▶ Excerpted text

Get your putting stance with no ball, let your arms hang from your shoulders, make sure above all else your shoulders are perfectly square to the ball/target line. As you do this you'll notice the leading edge of your putter is pretty much in line with the middle of your chest. 

Take a good note of where this is, then right there in front of the putter face is where your ball should always be positioned when you putt, this means you'll always be putting with a slightly upwards stroke through impact and you want to contact the equator of the ball through impact. Your posture with this wants to be so your spine angle places your eyes directly over the ball.

The engine for movement when putting is better if it's the shoulders that are controlling the arms it's more consistent, your hands don't flex at all. (Best if the putter handle in the left palm lies directly under the thumb pad in the palm and falls nearly vertically down the palm fingers pointing to the ground then close around handle. It will feel uncomfortable if you haven't done this but it's worth persevering with, and not having the handle in the fingers as in a normal grip on your other clubs, the reason for this is that you want to stop any movement/flex/set at all in the left wrist. Left wrist left arm putter shaft keep the same alignment at address right through to the completion of the stroke.)

On the practice putting green place 5 balls equally spaced around the hole on a two foot circle.
When you make a putting stroke with your shoulders your legs, hips don't move at all they are set in concrete, your head is still for this drill as it should be any time you putt, listen for the ball going in, don't move your head! For rhythm count 1 - 2 to yourself back and through.

For the drill, just go to your 1st ball, line up, pause, through head tilt only (not lift) let your eyes look at the center back lip of the hole, take your eyes back to the back of the ball and make your stroke, listen to it go in. {The length of stroke for this distance as a guide shoulders moving putter head back to right big toe through to left big toe if feet at toes are around 10 to12" apart don't let the putter head recoil off the strike it keeps going through with the shoulder movement, the relationship of left arm flat left wrist being in line with the putter shaft you had at address should be in exactly the same alignment conditions at this held end position opposite your left big toe}. 

Move to next ball and repeat at the same free quick pace, you should get all 5 in, miss one then go back to the beginning line them all up and start again, don't cheat.

▶ The task
Print the portion of the putting advice that begins with the words "For the drill, just" and ends with "again, don't cheat.", copying it word for word.

▶ Extracted entries

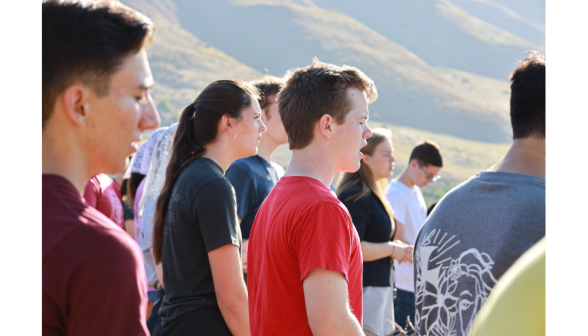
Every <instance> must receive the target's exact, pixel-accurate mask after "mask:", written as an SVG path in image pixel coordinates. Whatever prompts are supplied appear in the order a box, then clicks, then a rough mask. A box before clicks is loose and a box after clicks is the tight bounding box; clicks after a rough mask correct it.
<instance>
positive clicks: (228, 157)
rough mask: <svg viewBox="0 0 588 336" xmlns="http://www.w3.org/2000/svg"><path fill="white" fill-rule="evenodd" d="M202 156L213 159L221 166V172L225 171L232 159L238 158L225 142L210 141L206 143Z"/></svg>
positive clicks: (234, 160) (229, 147)
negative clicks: (207, 143) (208, 143)
mask: <svg viewBox="0 0 588 336" xmlns="http://www.w3.org/2000/svg"><path fill="white" fill-rule="evenodd" d="M202 157H205V158H209V159H211V160H212V161H214V162H215V163H216V164H217V165H219V167H221V169H222V170H223V172H226V171H227V169H228V168H229V166H230V165H231V163H233V161H235V160H237V159H239V157H238V156H236V155H235V154H234V153H233V151H232V150H231V148H230V147H229V146H227V145H226V144H225V143H211V144H208V145H206V151H205V152H204V155H202Z"/></svg>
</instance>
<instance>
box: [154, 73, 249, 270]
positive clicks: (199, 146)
mask: <svg viewBox="0 0 588 336" xmlns="http://www.w3.org/2000/svg"><path fill="white" fill-rule="evenodd" d="M257 98H258V91H257V89H256V88H255V87H254V86H253V85H251V84H250V83H245V82H241V81H236V80H219V81H215V82H212V83H211V84H209V85H208V86H207V87H206V88H204V90H202V92H201V93H200V94H199V95H198V97H197V98H196V100H195V101H194V102H193V103H192V104H190V105H188V106H186V107H185V108H184V110H183V111H182V114H181V115H180V119H179V121H178V128H177V129H176V133H175V135H174V141H173V146H172V153H171V157H170V160H169V164H168V165H167V169H166V172H165V183H164V185H163V188H162V190H161V194H160V195H159V198H158V199H157V205H156V207H155V215H154V220H153V259H154V260H155V263H156V264H159V263H160V262H161V258H162V256H161V252H162V247H163V233H164V226H165V217H166V215H167V208H168V206H169V200H170V198H171V192H172V189H173V187H174V184H175V183H176V179H177V178H178V176H179V175H180V172H181V171H182V170H183V169H184V168H186V167H187V166H188V165H189V164H190V163H191V162H192V161H194V160H195V159H197V158H199V157H201V156H202V155H204V152H205V150H206V145H207V144H209V143H211V142H213V141H214V140H215V139H216V138H217V136H218V134H217V133H218V124H219V122H220V120H221V118H222V117H223V115H229V116H230V117H231V118H236V119H240V118H241V112H242V111H243V109H245V108H247V107H248V106H250V105H251V102H252V99H257Z"/></svg>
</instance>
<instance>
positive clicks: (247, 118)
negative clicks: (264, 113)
mask: <svg viewBox="0 0 588 336" xmlns="http://www.w3.org/2000/svg"><path fill="white" fill-rule="evenodd" d="M265 130H266V127H265V125H264V124H263V121H261V108H260V107H259V102H258V101H257V99H256V98H254V97H251V104H250V105H249V106H248V107H246V108H245V109H243V111H241V119H240V120H239V121H238V122H237V124H236V125H234V126H233V131H234V132H235V133H236V134H237V136H236V138H235V144H234V145H235V149H236V150H237V151H238V153H237V154H238V156H239V158H245V157H249V156H252V155H255V154H257V146H259V141H260V140H261V133H262V132H265Z"/></svg>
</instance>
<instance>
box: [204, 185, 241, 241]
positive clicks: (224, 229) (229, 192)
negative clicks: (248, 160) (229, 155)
mask: <svg viewBox="0 0 588 336" xmlns="http://www.w3.org/2000/svg"><path fill="white" fill-rule="evenodd" d="M194 204H195V207H196V209H195V213H196V218H197V220H198V223H199V224H200V230H201V231H202V237H203V239H204V245H205V246H206V252H207V253H208V252H210V251H213V250H215V249H217V248H219V247H222V246H225V245H228V244H233V245H236V246H241V242H240V238H241V237H240V236H241V235H240V232H241V231H240V230H239V227H238V225H239V224H238V223H239V222H238V220H237V214H236V212H235V210H236V209H235V208H236V204H235V193H234V191H233V187H232V186H231V184H230V183H229V181H227V180H225V179H222V178H218V179H215V180H212V181H210V182H208V183H207V184H206V185H205V186H203V187H202V189H200V191H199V192H198V195H197V196H196V201H195V202H194Z"/></svg>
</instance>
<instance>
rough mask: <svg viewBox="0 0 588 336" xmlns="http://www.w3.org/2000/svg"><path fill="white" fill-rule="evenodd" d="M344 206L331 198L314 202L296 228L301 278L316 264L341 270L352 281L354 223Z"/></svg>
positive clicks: (293, 231)
mask: <svg viewBox="0 0 588 336" xmlns="http://www.w3.org/2000/svg"><path fill="white" fill-rule="evenodd" d="M350 221H351V219H350V218H349V214H348V213H347V212H346V211H345V209H344V208H343V207H342V206H340V205H338V204H335V203H332V202H321V203H319V204H317V205H315V206H314V207H313V208H312V209H311V210H310V211H309V213H308V214H307V215H306V218H305V220H304V223H303V224H302V225H301V226H300V228H299V230H294V231H293V232H294V235H295V237H294V239H293V241H294V245H295V246H294V250H295V251H296V253H297V254H298V263H299V265H300V281H301V282H302V281H303V280H304V278H305V277H306V275H307V274H308V272H310V271H312V270H313V269H315V268H317V267H322V268H324V269H326V270H329V271H335V272H341V273H343V274H344V275H345V279H346V280H347V281H348V282H349V278H348V273H349V264H350V261H351V244H352V239H353V234H354V233H353V226H352V224H351V223H350Z"/></svg>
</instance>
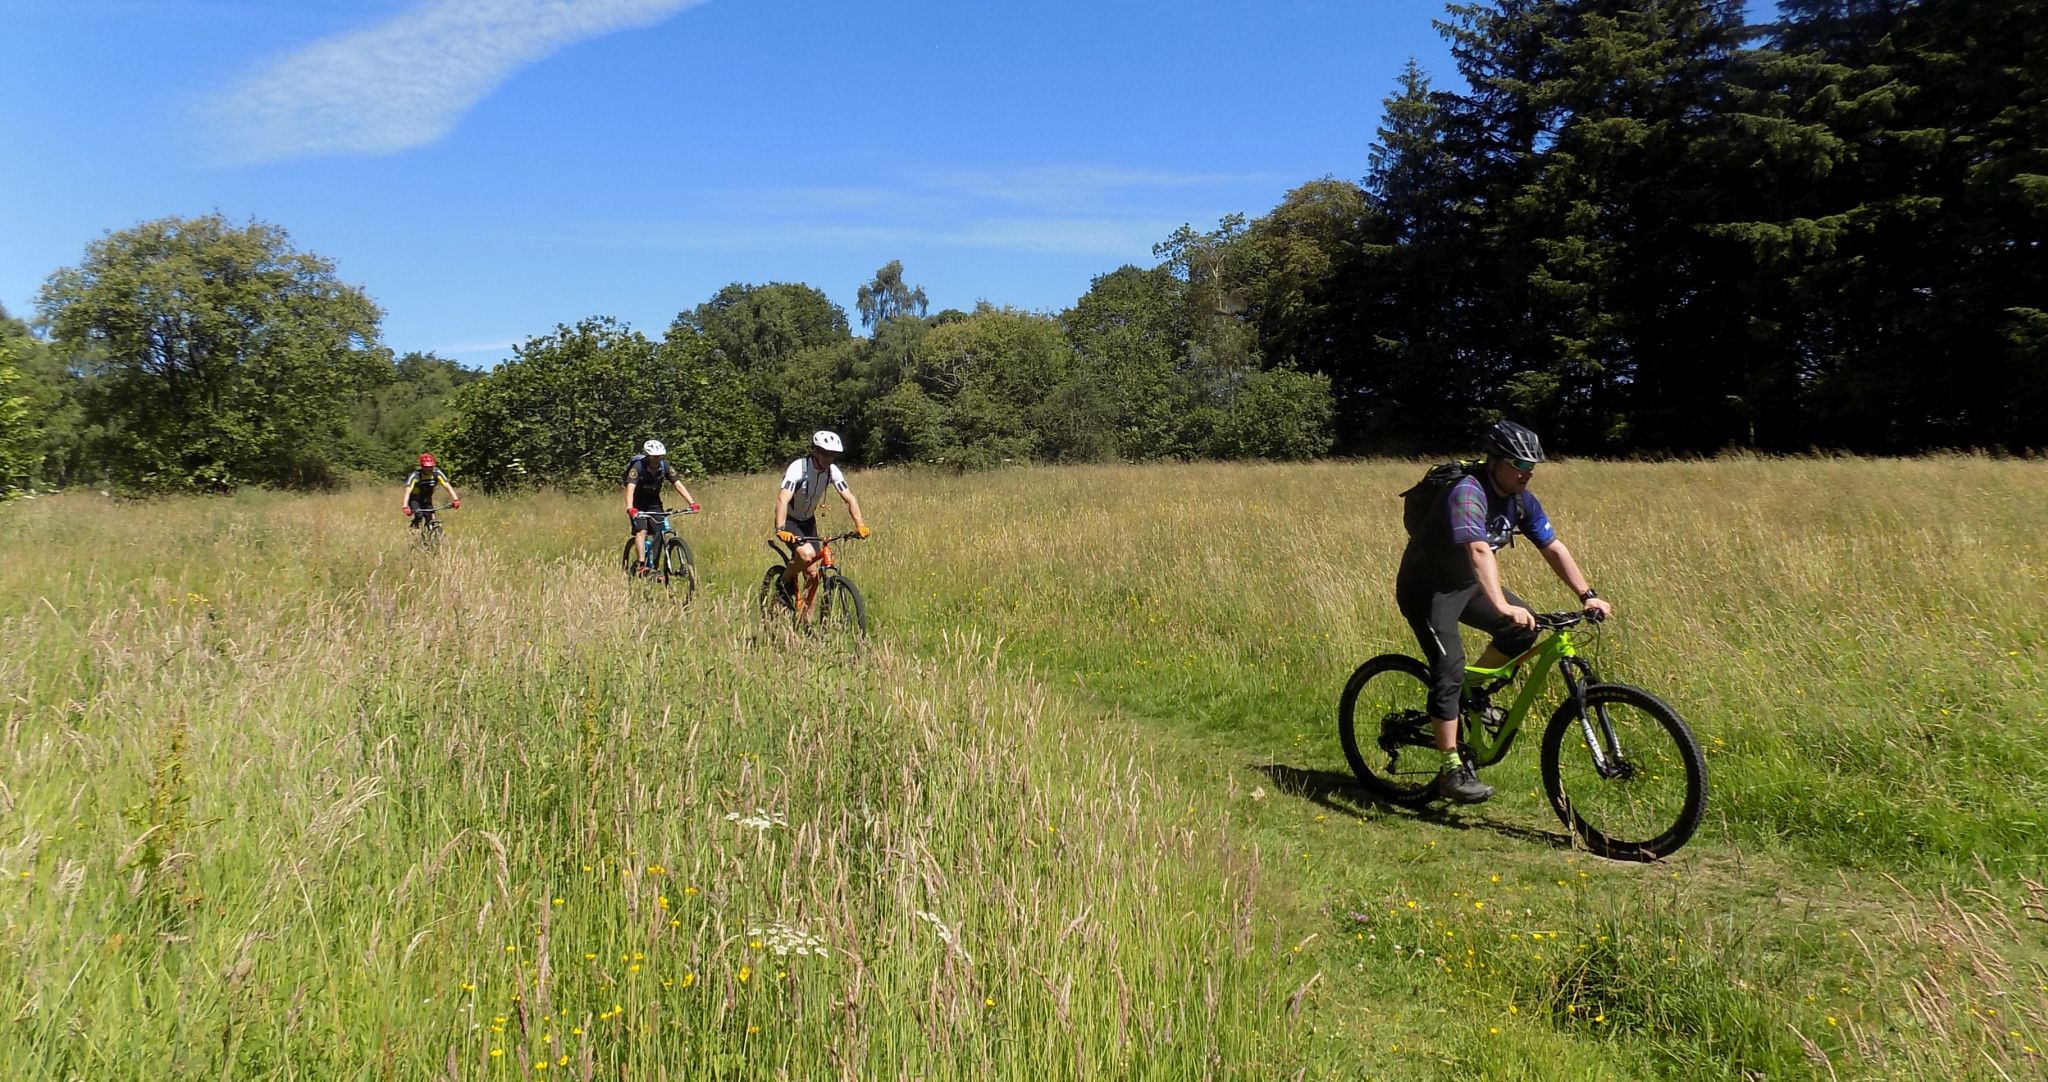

▶ Answer for the task
For the drill, just go to your 1st ball, line up, pause, through head tilt only (not lift) let your eyes look at the center back lip of the hole, take your eyes back to the back of the ball and make your stroke, listen to it go in. {The length of stroke for this distance as a guide shoulders moving putter head back to right big toe through to left big toe if feet at toes are around 10 to12" apart don't let the putter head recoil off the strike it keeps going through with the shoulder movement, the relationship of left arm flat left wrist being in line with the putter shaft you had at address should be in exactly the same alignment conditions at this held end position opposite your left big toe}. 

Move to next ball and repeat at the same free quick pace, you should get all 5 in, miss one then go back to the beginning line them all up and start again, don't cheat.